> Stored entries:
##############################
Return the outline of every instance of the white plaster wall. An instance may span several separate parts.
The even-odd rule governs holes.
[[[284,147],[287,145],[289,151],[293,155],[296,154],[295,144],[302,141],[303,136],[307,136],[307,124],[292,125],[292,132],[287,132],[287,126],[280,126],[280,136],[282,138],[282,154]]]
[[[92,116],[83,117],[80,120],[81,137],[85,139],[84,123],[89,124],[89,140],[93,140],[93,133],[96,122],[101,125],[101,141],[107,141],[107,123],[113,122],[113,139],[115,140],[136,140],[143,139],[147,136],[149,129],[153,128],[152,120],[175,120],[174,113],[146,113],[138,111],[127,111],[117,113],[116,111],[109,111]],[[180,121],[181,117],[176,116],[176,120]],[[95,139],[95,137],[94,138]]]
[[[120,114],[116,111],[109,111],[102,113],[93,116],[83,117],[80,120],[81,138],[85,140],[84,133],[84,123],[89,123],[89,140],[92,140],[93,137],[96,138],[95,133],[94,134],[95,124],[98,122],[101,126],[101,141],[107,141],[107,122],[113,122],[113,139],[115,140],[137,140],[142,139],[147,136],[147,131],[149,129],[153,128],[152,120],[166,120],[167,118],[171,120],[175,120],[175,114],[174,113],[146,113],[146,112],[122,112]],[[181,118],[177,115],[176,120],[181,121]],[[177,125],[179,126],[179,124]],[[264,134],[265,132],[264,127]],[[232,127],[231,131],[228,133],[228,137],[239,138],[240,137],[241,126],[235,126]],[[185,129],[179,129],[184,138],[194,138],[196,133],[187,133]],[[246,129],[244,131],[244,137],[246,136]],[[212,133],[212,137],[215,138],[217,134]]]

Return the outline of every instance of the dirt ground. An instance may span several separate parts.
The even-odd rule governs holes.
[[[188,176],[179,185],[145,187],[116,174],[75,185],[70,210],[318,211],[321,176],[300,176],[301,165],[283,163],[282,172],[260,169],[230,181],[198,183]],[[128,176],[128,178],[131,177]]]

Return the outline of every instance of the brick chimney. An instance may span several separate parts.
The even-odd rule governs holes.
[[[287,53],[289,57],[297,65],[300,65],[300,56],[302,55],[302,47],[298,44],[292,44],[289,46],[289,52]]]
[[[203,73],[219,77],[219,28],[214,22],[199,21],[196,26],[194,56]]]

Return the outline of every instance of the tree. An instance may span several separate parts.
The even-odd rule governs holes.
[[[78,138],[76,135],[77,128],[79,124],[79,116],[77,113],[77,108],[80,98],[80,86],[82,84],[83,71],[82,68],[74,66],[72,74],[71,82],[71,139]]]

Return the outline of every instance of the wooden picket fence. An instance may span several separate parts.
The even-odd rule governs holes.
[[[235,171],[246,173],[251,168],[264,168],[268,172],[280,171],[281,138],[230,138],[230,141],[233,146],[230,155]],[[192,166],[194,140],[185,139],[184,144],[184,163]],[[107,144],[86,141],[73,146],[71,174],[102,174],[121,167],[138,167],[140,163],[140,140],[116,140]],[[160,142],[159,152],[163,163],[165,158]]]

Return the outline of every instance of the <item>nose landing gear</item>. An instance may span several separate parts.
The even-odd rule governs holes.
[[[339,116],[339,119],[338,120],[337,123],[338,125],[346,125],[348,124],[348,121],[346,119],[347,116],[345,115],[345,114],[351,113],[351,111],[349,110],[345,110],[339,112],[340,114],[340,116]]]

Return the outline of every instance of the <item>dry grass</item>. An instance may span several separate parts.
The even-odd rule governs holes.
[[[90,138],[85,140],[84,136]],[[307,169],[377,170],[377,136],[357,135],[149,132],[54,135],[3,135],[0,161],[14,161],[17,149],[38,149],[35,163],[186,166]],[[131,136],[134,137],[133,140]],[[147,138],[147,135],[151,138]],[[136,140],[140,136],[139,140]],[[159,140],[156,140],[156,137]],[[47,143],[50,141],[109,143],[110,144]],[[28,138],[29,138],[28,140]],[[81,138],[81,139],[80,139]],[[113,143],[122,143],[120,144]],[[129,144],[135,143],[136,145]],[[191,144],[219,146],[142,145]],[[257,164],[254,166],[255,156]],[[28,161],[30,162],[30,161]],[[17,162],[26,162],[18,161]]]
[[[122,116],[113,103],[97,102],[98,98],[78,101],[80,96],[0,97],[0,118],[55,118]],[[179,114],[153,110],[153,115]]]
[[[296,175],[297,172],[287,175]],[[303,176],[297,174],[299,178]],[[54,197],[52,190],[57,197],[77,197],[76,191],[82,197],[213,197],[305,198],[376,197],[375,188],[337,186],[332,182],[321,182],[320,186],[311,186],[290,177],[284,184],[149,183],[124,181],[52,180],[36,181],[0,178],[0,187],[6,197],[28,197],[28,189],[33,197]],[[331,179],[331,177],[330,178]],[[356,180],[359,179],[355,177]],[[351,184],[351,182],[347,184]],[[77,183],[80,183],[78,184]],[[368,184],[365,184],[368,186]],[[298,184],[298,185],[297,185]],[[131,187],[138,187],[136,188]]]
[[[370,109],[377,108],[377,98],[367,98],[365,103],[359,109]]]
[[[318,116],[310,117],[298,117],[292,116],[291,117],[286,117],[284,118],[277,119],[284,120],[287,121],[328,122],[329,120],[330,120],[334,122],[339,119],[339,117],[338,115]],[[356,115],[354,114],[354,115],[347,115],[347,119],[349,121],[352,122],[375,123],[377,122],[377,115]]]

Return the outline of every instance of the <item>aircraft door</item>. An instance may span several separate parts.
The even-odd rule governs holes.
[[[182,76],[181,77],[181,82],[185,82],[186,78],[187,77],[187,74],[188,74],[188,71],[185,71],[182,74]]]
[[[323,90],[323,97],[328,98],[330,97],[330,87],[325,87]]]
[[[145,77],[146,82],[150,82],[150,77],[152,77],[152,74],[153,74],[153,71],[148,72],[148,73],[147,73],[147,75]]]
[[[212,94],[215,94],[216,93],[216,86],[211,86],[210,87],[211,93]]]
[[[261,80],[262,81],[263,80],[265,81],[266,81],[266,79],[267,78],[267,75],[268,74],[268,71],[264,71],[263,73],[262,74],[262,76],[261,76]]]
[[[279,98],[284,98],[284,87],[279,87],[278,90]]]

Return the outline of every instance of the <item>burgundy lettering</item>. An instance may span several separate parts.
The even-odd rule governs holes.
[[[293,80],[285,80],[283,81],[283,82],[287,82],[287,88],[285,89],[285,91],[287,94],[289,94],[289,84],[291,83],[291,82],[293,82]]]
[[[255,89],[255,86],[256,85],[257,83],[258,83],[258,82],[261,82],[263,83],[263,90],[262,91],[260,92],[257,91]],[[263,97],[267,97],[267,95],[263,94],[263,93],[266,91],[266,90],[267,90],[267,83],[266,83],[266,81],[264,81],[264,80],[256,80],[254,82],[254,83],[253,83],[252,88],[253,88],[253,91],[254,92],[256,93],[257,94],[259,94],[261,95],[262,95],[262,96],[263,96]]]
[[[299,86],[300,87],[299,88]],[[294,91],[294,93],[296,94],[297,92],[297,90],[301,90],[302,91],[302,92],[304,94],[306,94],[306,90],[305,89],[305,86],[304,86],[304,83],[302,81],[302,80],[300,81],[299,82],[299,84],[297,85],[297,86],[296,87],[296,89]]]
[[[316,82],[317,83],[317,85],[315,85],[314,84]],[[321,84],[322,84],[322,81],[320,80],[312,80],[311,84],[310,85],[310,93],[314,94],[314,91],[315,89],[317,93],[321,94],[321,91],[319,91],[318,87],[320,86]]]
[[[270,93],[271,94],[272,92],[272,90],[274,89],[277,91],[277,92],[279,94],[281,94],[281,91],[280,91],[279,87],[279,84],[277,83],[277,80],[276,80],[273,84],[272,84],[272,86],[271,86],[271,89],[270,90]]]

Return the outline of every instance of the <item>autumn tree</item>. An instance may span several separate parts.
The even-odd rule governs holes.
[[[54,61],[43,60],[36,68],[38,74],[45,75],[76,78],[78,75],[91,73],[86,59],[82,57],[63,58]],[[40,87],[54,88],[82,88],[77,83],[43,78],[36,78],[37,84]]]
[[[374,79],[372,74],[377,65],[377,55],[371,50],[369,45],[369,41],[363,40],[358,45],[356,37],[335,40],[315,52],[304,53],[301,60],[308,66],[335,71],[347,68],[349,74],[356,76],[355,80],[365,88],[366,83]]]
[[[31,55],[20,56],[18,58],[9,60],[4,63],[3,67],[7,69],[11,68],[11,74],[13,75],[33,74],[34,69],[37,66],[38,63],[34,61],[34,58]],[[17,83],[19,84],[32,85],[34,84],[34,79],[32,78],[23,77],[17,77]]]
##############################
> YOUR TASK: Please pull out every line above that contains the word "tree" and copy each one in full.

> EXERCISE ANSWER:
Return the outline of every instance of the tree. An instance may span several separate parts.
Return the outline of every instance of the <item>autumn tree</item>. An instance may span several separate parts.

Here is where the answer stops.